EXERCISE OBJECTIVE: Retype each record below word for word, pictures excluded.

DATA UNDER STUDY:
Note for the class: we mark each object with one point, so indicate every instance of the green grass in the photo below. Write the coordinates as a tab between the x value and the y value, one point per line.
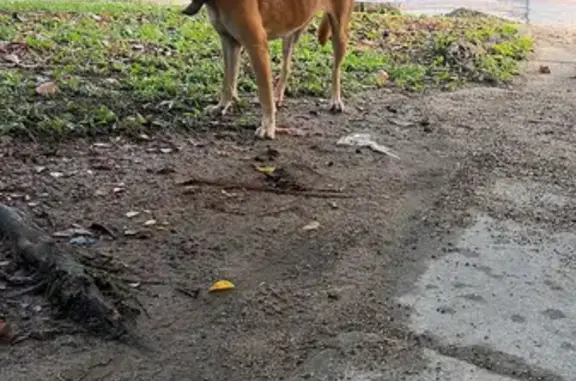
124	67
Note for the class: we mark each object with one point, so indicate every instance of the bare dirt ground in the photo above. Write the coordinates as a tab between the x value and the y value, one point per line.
308	304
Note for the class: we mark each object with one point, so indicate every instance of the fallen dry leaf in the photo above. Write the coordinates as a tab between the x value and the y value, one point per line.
47	88
12	58
265	170
311	226
221	285
292	131
382	77
545	69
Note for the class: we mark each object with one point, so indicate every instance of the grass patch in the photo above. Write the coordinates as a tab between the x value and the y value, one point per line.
124	67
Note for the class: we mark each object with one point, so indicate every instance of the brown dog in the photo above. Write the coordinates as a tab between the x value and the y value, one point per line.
252	23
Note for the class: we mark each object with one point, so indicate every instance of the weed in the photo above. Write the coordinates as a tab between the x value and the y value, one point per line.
122	66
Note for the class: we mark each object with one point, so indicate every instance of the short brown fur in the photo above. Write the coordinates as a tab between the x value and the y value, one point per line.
252	23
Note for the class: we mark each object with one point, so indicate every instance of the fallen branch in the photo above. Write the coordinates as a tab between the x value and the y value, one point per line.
69	286
312	193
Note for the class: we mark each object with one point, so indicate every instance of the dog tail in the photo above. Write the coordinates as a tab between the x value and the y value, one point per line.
324	30
194	7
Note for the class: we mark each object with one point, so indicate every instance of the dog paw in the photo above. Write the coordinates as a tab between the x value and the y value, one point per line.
336	106
219	109
263	133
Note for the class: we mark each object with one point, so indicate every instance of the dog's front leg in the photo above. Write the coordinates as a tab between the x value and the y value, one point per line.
339	42
257	49
231	51
288	44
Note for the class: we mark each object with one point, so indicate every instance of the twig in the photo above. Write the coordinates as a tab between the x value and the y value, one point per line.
192	294
312	193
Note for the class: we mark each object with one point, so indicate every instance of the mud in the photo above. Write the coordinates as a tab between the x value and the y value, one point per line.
379	291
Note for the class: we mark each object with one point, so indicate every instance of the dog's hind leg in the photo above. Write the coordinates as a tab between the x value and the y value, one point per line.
256	44
288	44
231	51
339	20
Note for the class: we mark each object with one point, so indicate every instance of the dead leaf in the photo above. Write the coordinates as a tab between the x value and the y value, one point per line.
221	285
292	131
100	192
47	88
382	77
545	69
265	170
12	58
72	232
311	226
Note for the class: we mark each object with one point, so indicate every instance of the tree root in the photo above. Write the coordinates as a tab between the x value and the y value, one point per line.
67	284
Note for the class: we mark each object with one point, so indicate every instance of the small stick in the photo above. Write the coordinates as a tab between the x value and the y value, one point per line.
312	193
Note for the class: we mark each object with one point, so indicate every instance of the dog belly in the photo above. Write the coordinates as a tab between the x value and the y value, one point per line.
283	17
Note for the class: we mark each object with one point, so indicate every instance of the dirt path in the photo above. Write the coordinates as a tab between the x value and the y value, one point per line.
376	291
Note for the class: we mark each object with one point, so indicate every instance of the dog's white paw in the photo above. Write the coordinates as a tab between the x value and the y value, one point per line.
336	106
263	133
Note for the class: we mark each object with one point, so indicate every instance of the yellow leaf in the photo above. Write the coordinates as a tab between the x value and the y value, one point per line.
47	88
266	170
221	285
311	226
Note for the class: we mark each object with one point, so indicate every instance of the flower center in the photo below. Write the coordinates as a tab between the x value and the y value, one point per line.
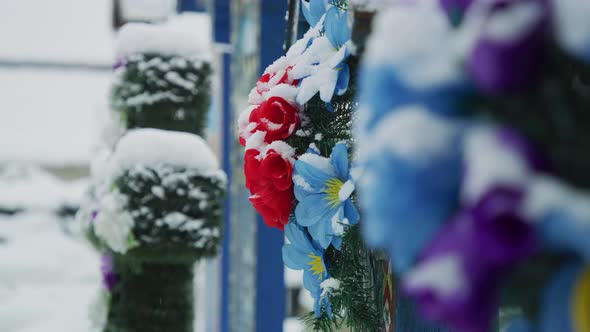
316	265
333	187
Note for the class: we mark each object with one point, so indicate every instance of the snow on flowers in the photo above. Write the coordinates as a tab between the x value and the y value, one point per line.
464	180
314	64
308	195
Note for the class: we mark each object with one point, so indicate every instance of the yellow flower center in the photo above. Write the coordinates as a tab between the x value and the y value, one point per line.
333	187
316	265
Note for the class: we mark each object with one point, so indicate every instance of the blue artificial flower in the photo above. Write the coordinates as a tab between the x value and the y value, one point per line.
412	166
562	219
303	254
336	27
323	188
313	10
563	307
382	90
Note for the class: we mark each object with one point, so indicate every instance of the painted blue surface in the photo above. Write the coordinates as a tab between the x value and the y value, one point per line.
191	6
270	284
222	20
221	29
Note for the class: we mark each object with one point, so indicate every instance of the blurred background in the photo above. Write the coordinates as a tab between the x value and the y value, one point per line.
56	60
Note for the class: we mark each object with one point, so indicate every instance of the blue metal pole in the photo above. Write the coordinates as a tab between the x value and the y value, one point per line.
222	32
270	283
191	6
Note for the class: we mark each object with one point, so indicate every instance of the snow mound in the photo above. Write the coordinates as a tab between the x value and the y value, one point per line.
147	10
155	146
186	35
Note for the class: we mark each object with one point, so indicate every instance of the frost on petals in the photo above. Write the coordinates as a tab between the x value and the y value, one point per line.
114	224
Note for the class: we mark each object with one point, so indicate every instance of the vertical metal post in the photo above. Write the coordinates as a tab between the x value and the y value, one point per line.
221	30
270	283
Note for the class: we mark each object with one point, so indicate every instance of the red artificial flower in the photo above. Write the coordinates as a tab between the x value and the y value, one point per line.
271	186
277	117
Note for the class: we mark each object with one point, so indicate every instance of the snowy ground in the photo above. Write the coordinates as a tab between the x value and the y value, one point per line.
48	279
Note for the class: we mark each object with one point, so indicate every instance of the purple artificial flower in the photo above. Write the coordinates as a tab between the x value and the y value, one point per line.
93	215
510	52
109	277
458	276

RESPONSE TO THE TASK:
Note for the class: we mark each object with one point, so indicate every instance of the green grass in the photo below. Write the coordinates as a tab between the x value and the y value, one point per line.
124	67
Note for the class: we mark each object with one point, so indicate every instance of the bare dirt ground in the photo above. Write the coordinates as a tab between the x value and the y value, one point per line.
308	304
Note for the class: we mark each object with one point, so indicate every instance of the fallen dry leaf in the photo above. Write the coordinates as a tab between the x value and the y value, one point per line.
47	88
12	58
265	170
311	226
221	285
292	131
382	77
545	69
Note for the class: we mark each object with one point, so indicate every instance of the grass patch in the photo above. Write the coordinates as a tab between the x value and the y value, one point per line.
124	67
Note for the class: we mark each object with one point, so indicate every instance of the brown dog in the photo above. Write the coordinates as a tab between the x value and the y value, one point per line.
252	23
Note for the class: we mark each object with one point, so indicate every instance of the weed in the photo above. Write the coordinates as a tab between the x value and the y value, one point per line.
122	66
Note for the class: we mark each object with one point, so indicate every instance of the short brown fur in the photo above. Write the coordinates as a tab between the x value and the y value, one point per line.
252	23
Note for the class: we mark each object with one point, so indicate every instance of the fallen branch in the photo above. Write the coordinates as a tab between the x value and the y value, one point per line.
69	286
312	193
Note for the class: we mark each object with one point, so indicate every instance of the dog tail in the photo above. Write the coordinates as a tab between the x value and the y value, one point per line.
324	30
194	7
Note for the class: we mark each object with one point, so indicate every instance of the dog paw in the photo above. Write the coordinates as a tab between the x value and the y value, one point per line.
336	106
219	109
263	133
Note for the class: we mark each object with one point, so indicate every instance of the dog's front leg in the photo above. Write the coordinates as a tab between the x value and the y value, one point per line.
339	42
257	49
231	51
288	44
Note for the class: we mark each object with one point, so indicate every instance of the twig in the photo above. Write the coordinates as a tab between the x value and the y value, one point per line.
192	294
312	193
Note for the class: we mark each object with one point, so indicate every instance of the mud in the photo above. Write the coordinates as a tab between the x value and the y value, one point per line.
379	291
Note for the class: we mark each object with one point, so indicate every instance of the dog's hind leg in the photo above. Write the coordinates as a tab between the x value and the y value, one point per line.
256	44
288	44
231	51
339	20
Note for the class: we mark each object with one point, so indicate every instance of the dead leaf in the photo above. Write the coordinates as a tab between the x value and the y value, one point per line.
221	285
292	131
100	192
47	88
382	77
545	69
265	170
12	58
72	232
311	226
Note for the class: we mark each object with one point, so indicate every instance of the tree root in the photo above. Write the coordinates as a tab between the x value and the y value, one point per line.
67	284
Note for the class: we mark each object with one point, so indicate every instance of the small stick in the photo above. Write the coordinates as a tab between the x value and the y value, one point per line.
312	193
Note for the class: we mark each object with one point, so indicate every instance of the dog belly in the photo above. Write the coordinates as a tab between the x value and the y value, one point per line.
283	17
Note for the class: we mark each object with one point, so indicate every instance of the dirt path in the photo above. Write the coordinates as a tab between the x value and the y value, one point per line.
376	291
Note for the class: we mark each object with one point, so indicate every instance of the dog's white paw in the photo above. Write the coordinates as a tab between the x value and the y value, one point per line.
336	106
263	133
Note for the class: we mark each object with one point, so indicate every instance of the yellow leaf in the photo above. Write the coordinates as a tab between the x value and the y value, one point per line.
47	88
266	170
221	285
311	226
Note for the class: we mark each object with one point, so indicate every instance of the flower center in the photo below. Write the coordinates as a tab between the x value and the y value, one point per line.
316	265
333	187
Note for the class: we mark each object with one point, so indicate every instance of the snow on flowers in the photo above. Write the coordinates as a tab between the x value and the y value, one point per line.
464	180
314	64
308	195
Note for the class: we mark each object with one point, so indicate every instance of the yellow flower center in the photo above. Write the coordinates as a tab between the x value and the y value, one point per line.
333	187
316	265
Note for the class: we mark each object with one point, so indicate every instance of the blue artificial flower in the photo above. Write the coordinates as a tab between the x value and the y value, one point per line.
412	166
562	219
303	254
336	27
323	188
313	10
563	307
382	90
Note for the class: we mark each object with one point, so indicate every instance of the painted blue surface in the photo above. Write the coordinates as a tab between the x value and the y value, one point per line.
191	6
270	284
222	20
221	29
Note for the class: we mark each object with one point, so indicate every instance of the blurred background in the photo above. Write the coordinates as a tab between the x value and the y value, one point per line.
56	60
Note for the class: we mark each object with one point, so indicate every instance of the blue metal pole in the photo above. Write the coordinates as a tab between the x value and the y value, one point per line.
222	32
270	283
191	6
Note for the class: we mark each object with one point, so indicate every instance of the snow mound in the photo above. Write the coordinates as a tab between the x value and the y value, one point per line.
147	10
155	146
186	35
Note for the class: we mark each object with one point, so indicate every instance of the frost on petals in the photo above. Write the coordinates as a tab between the x value and the y value, one point per line.
114	224
Note for the class: we mark each object with one point, so indicate every instance of the vertical metal post in the photo above. Write the coordinates as a tab between the x value and the y value, one point per line.
221	30
270	283
Note for the class: we mark each object with one point, so indicate every instance of the red artificial flower in the photo above. Write the coordinates as a tab between the x value and the y value, one point per line.
271	186
277	117
Note for the class: we mark each object with one point, so indicate every instance of the snowy ground in the photo above. Write the coordinates as a tab between the x value and the y value, one point per line.
48	279
Note for the class: we mark each object with one point, so indicate every instance of the purple artificial flower in the photo above. Write the coordinates as a tab between the x value and the y value, one point per line.
93	215
510	52
109	277
458	276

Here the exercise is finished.